> [Exercise]
Within the listing below, the lines to output run from the one containing "Spot the 1899" through the one containing "Spot the red trousers, then"; copy them exactly and nothing else.
*** Opening of Exercise input ***
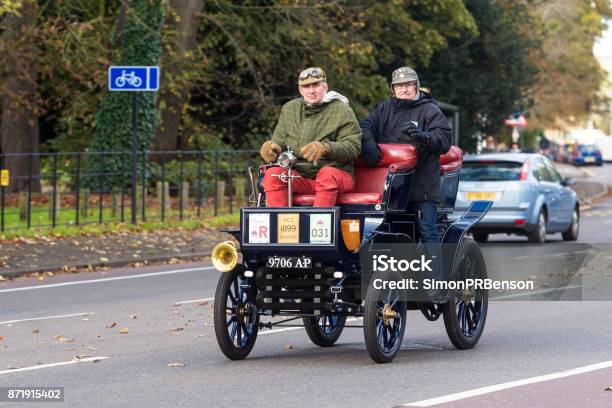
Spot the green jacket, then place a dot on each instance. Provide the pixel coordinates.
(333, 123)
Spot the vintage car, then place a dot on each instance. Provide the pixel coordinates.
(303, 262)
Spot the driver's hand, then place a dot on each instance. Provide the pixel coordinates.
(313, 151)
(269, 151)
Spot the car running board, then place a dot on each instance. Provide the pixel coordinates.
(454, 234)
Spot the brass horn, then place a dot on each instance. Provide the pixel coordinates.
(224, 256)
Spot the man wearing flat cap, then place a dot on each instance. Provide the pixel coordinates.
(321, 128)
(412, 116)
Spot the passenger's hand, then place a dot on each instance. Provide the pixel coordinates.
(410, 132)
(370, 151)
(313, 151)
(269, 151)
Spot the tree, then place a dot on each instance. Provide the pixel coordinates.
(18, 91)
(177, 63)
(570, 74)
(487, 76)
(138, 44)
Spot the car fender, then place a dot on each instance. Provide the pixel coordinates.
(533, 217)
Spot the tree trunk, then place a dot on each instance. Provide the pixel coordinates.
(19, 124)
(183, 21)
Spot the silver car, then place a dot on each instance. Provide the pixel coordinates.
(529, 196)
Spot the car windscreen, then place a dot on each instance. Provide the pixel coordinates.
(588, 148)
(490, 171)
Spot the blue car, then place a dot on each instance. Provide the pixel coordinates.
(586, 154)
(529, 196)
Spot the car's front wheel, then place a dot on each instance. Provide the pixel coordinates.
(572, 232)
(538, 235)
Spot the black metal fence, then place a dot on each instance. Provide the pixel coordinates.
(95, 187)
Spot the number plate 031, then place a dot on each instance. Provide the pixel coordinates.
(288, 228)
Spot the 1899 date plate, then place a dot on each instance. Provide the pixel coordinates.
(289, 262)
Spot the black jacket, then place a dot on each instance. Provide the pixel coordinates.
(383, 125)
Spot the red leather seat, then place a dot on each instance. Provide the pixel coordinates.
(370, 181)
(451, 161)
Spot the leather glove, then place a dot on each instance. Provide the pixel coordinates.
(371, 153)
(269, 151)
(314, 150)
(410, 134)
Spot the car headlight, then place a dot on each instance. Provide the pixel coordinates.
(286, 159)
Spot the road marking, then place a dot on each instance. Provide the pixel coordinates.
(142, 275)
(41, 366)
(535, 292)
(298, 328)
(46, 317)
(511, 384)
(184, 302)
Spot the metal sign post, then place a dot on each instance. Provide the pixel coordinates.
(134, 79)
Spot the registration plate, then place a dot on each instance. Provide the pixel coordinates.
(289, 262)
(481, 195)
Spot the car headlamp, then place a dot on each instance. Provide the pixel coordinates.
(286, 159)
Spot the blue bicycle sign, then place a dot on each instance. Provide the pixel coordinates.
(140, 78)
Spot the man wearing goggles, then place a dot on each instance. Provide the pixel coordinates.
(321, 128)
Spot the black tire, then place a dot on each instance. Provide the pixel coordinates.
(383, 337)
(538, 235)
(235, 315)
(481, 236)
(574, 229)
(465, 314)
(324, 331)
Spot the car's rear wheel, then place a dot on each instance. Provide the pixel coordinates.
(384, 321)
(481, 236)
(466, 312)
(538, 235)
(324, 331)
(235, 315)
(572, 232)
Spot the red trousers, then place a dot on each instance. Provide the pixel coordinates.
*** Close of Exercise input ***
*** Opening of Exercise input ***
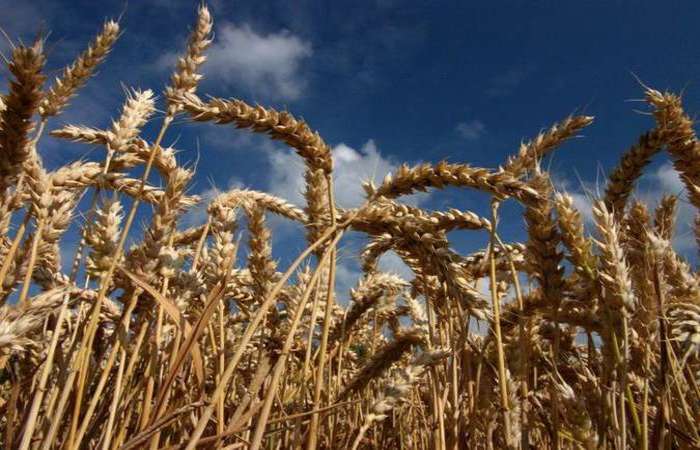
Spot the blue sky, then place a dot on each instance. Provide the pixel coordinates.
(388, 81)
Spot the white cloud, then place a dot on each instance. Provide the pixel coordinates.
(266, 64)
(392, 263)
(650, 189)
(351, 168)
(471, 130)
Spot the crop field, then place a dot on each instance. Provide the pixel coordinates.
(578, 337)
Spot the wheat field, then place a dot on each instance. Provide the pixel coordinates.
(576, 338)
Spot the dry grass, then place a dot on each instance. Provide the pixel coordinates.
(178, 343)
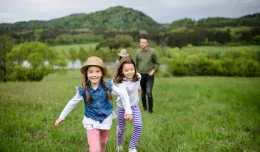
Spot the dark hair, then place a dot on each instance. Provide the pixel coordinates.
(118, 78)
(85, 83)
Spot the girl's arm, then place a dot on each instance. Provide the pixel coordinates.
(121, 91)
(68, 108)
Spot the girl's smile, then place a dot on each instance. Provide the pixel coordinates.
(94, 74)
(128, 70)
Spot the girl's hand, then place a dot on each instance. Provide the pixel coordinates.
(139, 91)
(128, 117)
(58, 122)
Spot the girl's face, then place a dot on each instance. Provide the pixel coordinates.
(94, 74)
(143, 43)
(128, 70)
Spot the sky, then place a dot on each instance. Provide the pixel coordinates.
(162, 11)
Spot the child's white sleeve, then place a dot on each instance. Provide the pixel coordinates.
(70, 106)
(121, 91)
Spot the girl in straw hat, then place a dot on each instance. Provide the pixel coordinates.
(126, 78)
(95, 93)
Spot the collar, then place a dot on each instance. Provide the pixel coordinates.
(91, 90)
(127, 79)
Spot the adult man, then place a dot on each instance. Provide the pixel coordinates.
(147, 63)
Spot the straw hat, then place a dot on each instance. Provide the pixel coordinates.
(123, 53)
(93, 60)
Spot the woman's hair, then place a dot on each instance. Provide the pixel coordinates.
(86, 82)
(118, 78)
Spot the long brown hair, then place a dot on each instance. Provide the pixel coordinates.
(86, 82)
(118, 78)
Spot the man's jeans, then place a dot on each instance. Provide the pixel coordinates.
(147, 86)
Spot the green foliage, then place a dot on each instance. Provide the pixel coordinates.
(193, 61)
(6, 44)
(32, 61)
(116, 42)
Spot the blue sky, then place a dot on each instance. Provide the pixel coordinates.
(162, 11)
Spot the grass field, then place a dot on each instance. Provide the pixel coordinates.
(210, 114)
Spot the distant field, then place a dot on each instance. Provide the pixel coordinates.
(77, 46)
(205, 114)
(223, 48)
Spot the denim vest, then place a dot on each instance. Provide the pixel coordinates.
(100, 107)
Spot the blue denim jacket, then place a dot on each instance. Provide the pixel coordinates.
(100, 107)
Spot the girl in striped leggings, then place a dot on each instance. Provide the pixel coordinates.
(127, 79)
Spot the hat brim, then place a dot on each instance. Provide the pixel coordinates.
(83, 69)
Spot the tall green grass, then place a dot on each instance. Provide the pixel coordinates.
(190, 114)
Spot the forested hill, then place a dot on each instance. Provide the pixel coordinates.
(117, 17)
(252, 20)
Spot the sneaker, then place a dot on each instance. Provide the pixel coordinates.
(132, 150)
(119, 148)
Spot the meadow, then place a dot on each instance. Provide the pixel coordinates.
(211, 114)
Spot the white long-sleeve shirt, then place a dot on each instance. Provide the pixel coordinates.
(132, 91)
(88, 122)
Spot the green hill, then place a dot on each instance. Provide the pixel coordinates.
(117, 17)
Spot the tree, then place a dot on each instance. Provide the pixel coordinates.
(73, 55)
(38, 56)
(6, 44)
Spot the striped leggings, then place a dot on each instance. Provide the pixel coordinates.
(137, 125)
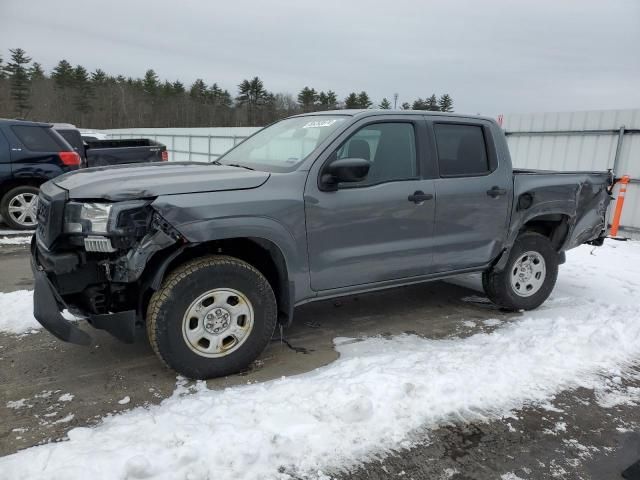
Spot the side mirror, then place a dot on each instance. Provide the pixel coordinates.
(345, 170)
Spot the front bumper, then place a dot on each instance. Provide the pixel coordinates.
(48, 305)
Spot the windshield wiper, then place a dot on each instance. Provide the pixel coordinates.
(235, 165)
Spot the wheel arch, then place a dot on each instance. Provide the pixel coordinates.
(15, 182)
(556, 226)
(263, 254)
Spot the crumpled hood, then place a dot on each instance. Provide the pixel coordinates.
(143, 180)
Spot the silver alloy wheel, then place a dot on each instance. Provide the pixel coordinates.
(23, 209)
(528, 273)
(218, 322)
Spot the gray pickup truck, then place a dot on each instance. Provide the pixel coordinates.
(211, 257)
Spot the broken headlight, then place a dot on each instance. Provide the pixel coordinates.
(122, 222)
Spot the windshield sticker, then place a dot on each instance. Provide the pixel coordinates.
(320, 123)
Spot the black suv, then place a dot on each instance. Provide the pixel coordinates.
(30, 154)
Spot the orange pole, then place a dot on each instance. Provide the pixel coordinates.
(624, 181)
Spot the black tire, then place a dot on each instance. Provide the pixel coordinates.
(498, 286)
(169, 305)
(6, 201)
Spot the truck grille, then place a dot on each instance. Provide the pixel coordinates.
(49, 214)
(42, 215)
*** Close of Exercise input ***
> [Response box]
Spot the 1899 date plate, then place a dot on each instance. Provide the pixel coordinates.
(289, 262)
Spot the black jacket, then place a dot on each instance. Provide the pixel coordinates.
(383, 125)
Spot the red leather seat, then place a dot on each instance. Provide the pixel coordinates.
(370, 181)
(451, 161)
Spot the leather glove, then place a dot on each instance. Provide the pixel coordinates.
(371, 153)
(269, 151)
(314, 150)
(410, 134)
Spot the car headlight, then place a dot on each instance. Provide the pixel coordinates.
(286, 159)
Spot the road marking, then place a dot on each instance. Provide the pixel coordinates.
(142, 275)
(41, 366)
(535, 292)
(298, 328)
(46, 317)
(511, 384)
(184, 302)
Spot the metal sign post, then place a dot on each instance. Provide the pixel coordinates.
(134, 79)
Spot the registration plate, then place a dot on each instance. Provide the pixel coordinates.
(289, 262)
(481, 195)
Spot the car headlamp, then place a dot on each instance. Provide the pixel coordinates.
(286, 159)
Spot the blue bicycle sign, then place a dot on each instance. Provide the pixel coordinates.
(140, 78)
Spot the man wearing goggles, then place a dot on each instance. Provide the pixel coordinates.
(321, 128)
Spot the black tire, then place a dot on each instance. Provide the pixel coordinates.
(383, 337)
(538, 235)
(235, 315)
(481, 236)
(574, 229)
(465, 314)
(324, 331)
Spot the car's rear wheel, then place a dot on each instance. Provide the pixel coordinates.
(384, 321)
(481, 236)
(466, 312)
(538, 235)
(324, 331)
(235, 315)
(572, 232)
Spot the red trousers, then place a dot on each instance. Provide the pixel coordinates.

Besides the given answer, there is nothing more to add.